Lorsque les trombones déploient leur souffle et toute leur démesure sur le morceau « The Spaceship » de Wall-E, le doute n’est alors plus permis : la musique de film s’écoute bien sûr, mais surtout, se vit.
Depuis quelques années, l’industrie musicale voit ses ventes sur support physique décliner. Une baisse tant bien que mal compensée par le dématérialisé et les plateformes de streaming telles qu’Apple Music, Deezer, ou Spotify.
Pourtant, on peut dans le même temps observer le retour en force des festivals et des concerts, à même de rassasier les mélomanes ayant à cœur d’apprécier la musique en conditions réelles.
Des expériences plus onéreuses à l’achat qu’un album sur CD, que les spectateurs sont pourtant davantage enclin à financer afin de vivre des expériences uniques, intenses et immersives de par leur nature même, mais aussi (et c’est à noter) socialement plus satisfaisantes. La musique, affranchie de ses moyens de diffusion désormais très individualisés (le téléphone portable étant devenu d’entre tous le support d’écoute privilégié), reste d’abord et avant tout un art et un média à partager.
Au même titre qu’au théâtre ou (dans une moindre mesure) lors de ciné-concerts, la scène redevient un vecteur d’échanges manifeste au sein d’une atmosphère lui étant propre. En omettant un ticket d’entrée parfois (trop) dissuasif, le parterre et les gradins s’unissent dans un effet de masse démocratique, où classes populaires se mêlent à celles plus nanties, alors réunies autour d’un unique élément fédérateur : l’amour du son, embrassé au cours d’une immersive communion.
« J’y étais. »
La sensation de faire partie du club. De celles et ceux ayant eu la chance d’en être. Woodstock 1969. Les Beatles et leur Rooftop Concert de la même année. Queen à Wembley en 1986. Les Pink Floyd à Berlin en 1990…
Bien sûr, on parle là de concerts mythiques, difficilement égalables ne serait-ce que de par leur dimension historique.

════════════════════

-- À FAIRE --
1. Répondez à ces questions sur l'extrait sur la musique vivante :
(a) Quel morceau de Wall-E est cité au début ?
(b) Quel appareil est devenu le support d'écoute privilégié ?
(c) En quelle année Queen a-t-il joué à Wembley ?
2. Poursuivez l'extrait sur la musique vivante après sa dernière phrase.
Les lignes ci-dessous viennent d'une autre source que l'extrait sur la musique vivante.

-- DONNÉES BRUTES --
════════════════════

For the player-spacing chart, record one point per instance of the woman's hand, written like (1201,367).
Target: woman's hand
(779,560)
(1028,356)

════════════════════

-- RÉPONSES FINALES --
1.
(a) « The Spaceship »
(b) Le téléphone portable
(c) En 1986

2.
Néanmoins, s’il est un élément commun à chacun d’entre eux, du plus intimiste au plus ambitieux, c’est bien celui de se risquer à offrir une performance, d’apporter de l’humain et du sensible dans l’espoir de fédérer et soulever les foules.
Si les spectateurs viennent évidemment pour savourer leurs morceaux préférés, ils s’attendent également à vibrer, à ressentir la musique dans toutes ses aspérités. Ce qu’une écoute, chez soi confortablement installé, et ce quel que soit le niveau d’équipement utilisé, ne saurait procurer.
Un constat s’appliquant par ailleurs tout autant à la musique de films qu’à celle de jeux vidéo. Dans un cas comme dans l’autre, on assiste à une démocratisation de concerts axés autour de ces deux thématiques, jouant à la fois sur l’intérêt quant aux œuvres référencées, et sur une nouvelle fois celui d’apprécier des morceaux dans leurs apparats originaux.
Une approche embrassée par l’Orchestre à Vents de Musiques de films de Montréal, et par son chef d’orchestre et directeur artistique Jocelyn Leblanc depuis pas moins de dix-sept ans. En somme, des précurseurs dans le domaine dont le succès, année après année, se fait toujours plus conséquent.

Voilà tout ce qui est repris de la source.